A escolha do termo no título do evento da UFRGS foi, portanto, o principal ponto de atrito, interpretado por alguns como um posicionamento político explícito e, por outros, como uma tentativa legítima de promover reflexão crítica sobre a guerra.
Posicionamento da UFRGS e reações da comunidade acadêmica
A UFRGS informou que ainda não foi oficialmente notificada sobre o andamento da investigação, mas reforçou que todos os eventos realizados em seu campus devem seguir os princípios de pluralidade e respeito às diferenças. A instituição destacou também que os centros acadêmicos possuem autonomia para organizar debates e atividades estudantis, desde que observem as normas internas e o Código de Ética da universidade.
Professores e estudantes se manifestaram em defesa da autonomia universitária, alegando que a abertura de um inquérito por parte do MPF pode representar um risco de censura a temas de relevância global. Já representantes de entidades judaicas no Brasil defenderam a apuração rigorosa do caso, argumentando que o termo “genocídio” é ofensivo e distorce a realidade dos fatos.
Implicações jurídicas e políticas
Do ponto de vista jurídico, o inquérito do MPF busca apurar se houve infração à Lei nº 7.716/1989, que define os crimes resultantes de preconceito de raça, cor, etnia, religião ou procedência nacional. Caso sejam constatados indícios de que o evento promoveu ou incitou o ódio religioso, os responsáveis poderão responder judicialmente.
Politicamente, o episódio reforça a tensão entre grupos de esquerda e direita no debate público brasileiro. De um lado, movimentos progressistas defendem o direito das universidades de discutir questões internacionais de maneira crítica; de outro, setores conservadores acusam instituições públicas de promoverem pautas ideológicas e antiocidentais.
O MPF deverá ouvir representantes do Centro Estudantil, professores e membros da comunidade universitária nas próximas semanas. O caso ainda está em fase preliminar, e não há prazo definido para sua conclusão.
O que está em jogo
Mais do que o conteúdo de um único evento, a investigação sobre o genocídio palestino na UFRGS simboliza o embate contemporâneo entre liberdade acadêmica, responsabilidade institucional e discurso político.
Enquanto alguns veem a ação do MPF como necessária para coibir abusos e promover equilíbrio, outros a interpretam como um possível precedente para restringir debates em universidades públicas. A decisão final sobre o caso poderá, portanto, ter repercussões que vão além da esfera jurídica, afetando a forma como as instituições de ensino superior conduzem discussões sobre temas internacionais e de direitos humanos.
◆ ◆ ◆ ◆ ◆ ◆ ◆
__Requisitos do exercício__
Reproduza o trecho sobre a investigação na UFRGS desde "Politicamente, o episódio" até "para sua conclusão.", incluindo este último, e troque "movimentos progressistas" por "coletivos progressistas".

__Material fornecido__
◆ ◆ ◆ ◆ ◆ ◆ ◆
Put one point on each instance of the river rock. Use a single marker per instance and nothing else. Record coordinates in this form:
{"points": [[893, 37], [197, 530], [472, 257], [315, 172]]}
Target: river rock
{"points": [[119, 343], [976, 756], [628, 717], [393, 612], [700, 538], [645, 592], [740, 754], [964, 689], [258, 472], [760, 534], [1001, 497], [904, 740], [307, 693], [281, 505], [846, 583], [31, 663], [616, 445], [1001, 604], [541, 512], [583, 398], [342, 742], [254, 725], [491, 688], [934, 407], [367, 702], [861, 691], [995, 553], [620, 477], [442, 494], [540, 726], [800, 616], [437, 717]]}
◆ ◆ ◆ ◆ ◆ ◆ ◆
__Resultado final__
Politicamente, o episódio reforça a tensão entre grupos de esquerda e direita no debate público brasileiro. De um lado, coletivos progressistas defendem o direito das universidades de discutir questões internacionais de maneira crítica; de outro, setores conservadores acusam instituições públicas de promoverem pautas ideológicas e antiocidentais.
O MPF deverá ouvir representantes do Centro Estudantil, professores e membros da comunidade universitária nas próximas semanas. O caso ainda está em fase preliminar, e não há prazo definido para sua conclusão.